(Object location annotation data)
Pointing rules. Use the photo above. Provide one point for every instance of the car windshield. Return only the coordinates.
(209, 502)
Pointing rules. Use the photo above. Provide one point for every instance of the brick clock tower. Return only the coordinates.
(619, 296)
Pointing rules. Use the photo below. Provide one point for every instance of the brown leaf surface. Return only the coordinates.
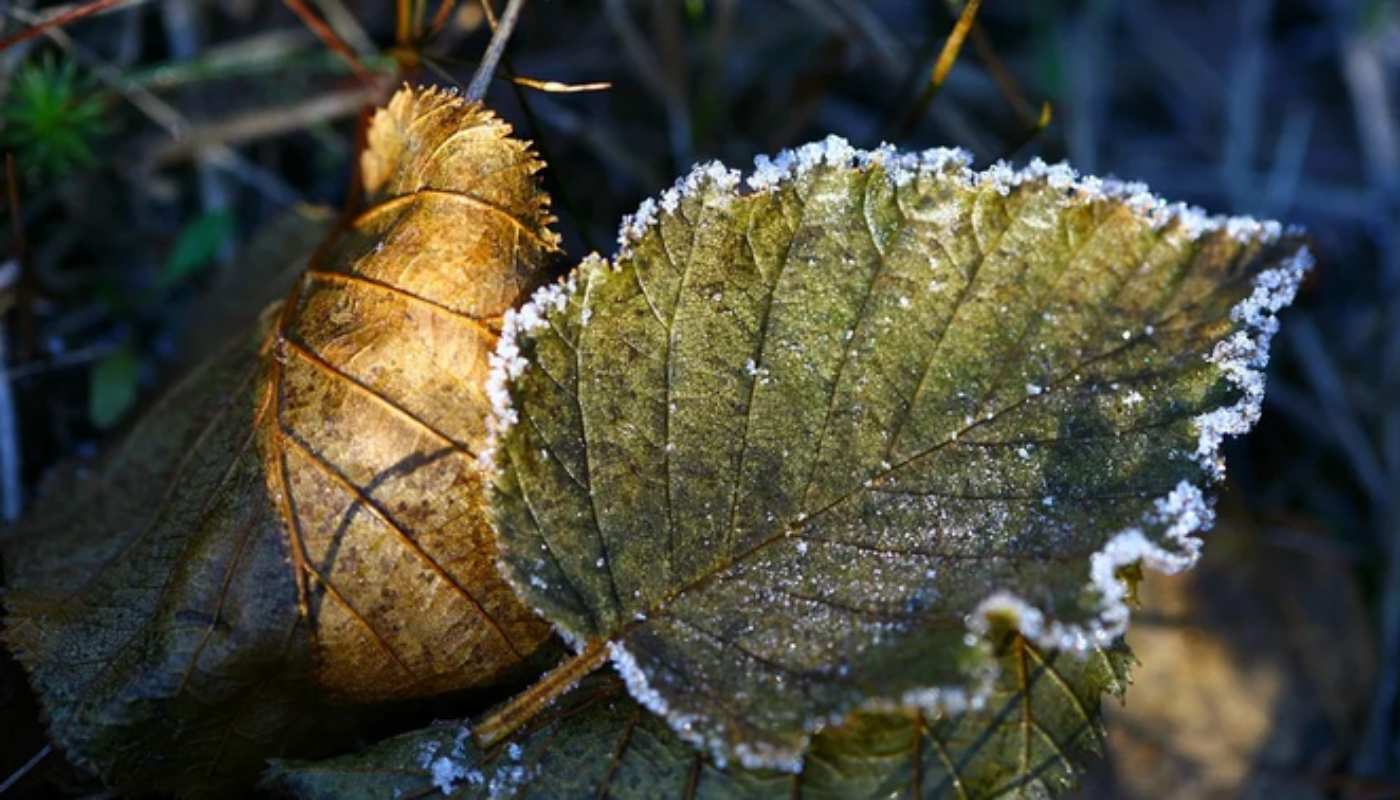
(1256, 671)
(303, 510)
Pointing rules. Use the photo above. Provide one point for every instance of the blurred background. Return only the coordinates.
(160, 154)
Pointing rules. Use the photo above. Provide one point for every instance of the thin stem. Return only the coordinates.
(59, 20)
(476, 90)
(522, 708)
(947, 58)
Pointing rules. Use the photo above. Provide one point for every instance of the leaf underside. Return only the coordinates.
(301, 517)
(787, 444)
(1038, 727)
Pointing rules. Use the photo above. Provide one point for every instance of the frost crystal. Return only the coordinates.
(507, 363)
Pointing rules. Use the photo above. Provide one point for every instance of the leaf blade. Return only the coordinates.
(794, 437)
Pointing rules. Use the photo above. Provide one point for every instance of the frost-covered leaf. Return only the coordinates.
(798, 444)
(1038, 726)
(300, 516)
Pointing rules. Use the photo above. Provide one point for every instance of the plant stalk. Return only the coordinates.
(476, 90)
(522, 708)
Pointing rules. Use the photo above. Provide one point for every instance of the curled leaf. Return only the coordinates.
(1038, 726)
(301, 516)
(798, 447)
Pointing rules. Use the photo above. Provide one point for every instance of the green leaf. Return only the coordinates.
(112, 390)
(196, 247)
(800, 446)
(1036, 727)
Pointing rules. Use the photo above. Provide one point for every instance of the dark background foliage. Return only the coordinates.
(153, 140)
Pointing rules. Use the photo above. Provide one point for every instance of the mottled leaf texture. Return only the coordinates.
(1036, 727)
(301, 516)
(798, 446)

SHORT EXERCISE: Rewrite all of the entries above, replacing "photo" with "image" and keeping everything else unchanged. Omit the pictures from your answer.

EXERCISE ANSWER:
Pointing rules. Use the image above. Provide one point for every instance of the car windshield. Return only the coordinates.
(209, 502)
Pointing rules. Use the image above. Provide one point for every instance of the brick clock tower. Return only the coordinates.
(619, 296)
Pointing rules. Use the image below. Provide one point for every instance of the brown leaf surface. Return only the coordinates.
(1256, 671)
(303, 510)
Pointing rules. Use the image above. Provide one point for every instance of the blurred background. Return only the coordinates.
(160, 154)
Pointing rules. Use the image above. Provide one point for every instance of the thin stem. Return only the coordinates.
(59, 20)
(476, 90)
(522, 708)
(947, 58)
Pointing rules. Use the image above. Provide one point for every instance of the leaf underside. Return only the coordinates.
(301, 517)
(787, 444)
(1038, 727)
Pointing rules. Use the image above. Provide one point for every instance of the frost crystal. Return only the coordinates.
(507, 363)
Pointing rules. Use the image above. Provide one point for every instance of the leaf blade. Return only the coordinates.
(794, 437)
Pointing rules. Use the image above. Provide one point for every instance of the frost-covered leaf. Return only the coordinates.
(798, 444)
(1038, 726)
(300, 516)
Pointing rules. Use the image above. Provide one point for every instance of the plant stalk. Return only the coordinates.
(476, 90)
(522, 708)
Pointing rules. Use the image above. Provide one point for every instance of the curled leaf. Return only the coordinates.
(1038, 726)
(301, 516)
(798, 447)
Pointing rules. Use the image above. Provide one point for every instance of the green leaf. Return only the coordinates.
(112, 390)
(196, 247)
(800, 446)
(1036, 727)
Pointing rules. Use the image above. Provide one point for every instance of the dark background foliage. Return only the coordinates.
(153, 140)
Pointing rules. Use the image above. Provide one point for every instance of the mottled leaf texture. Return only the coordinates.
(1036, 727)
(301, 516)
(798, 446)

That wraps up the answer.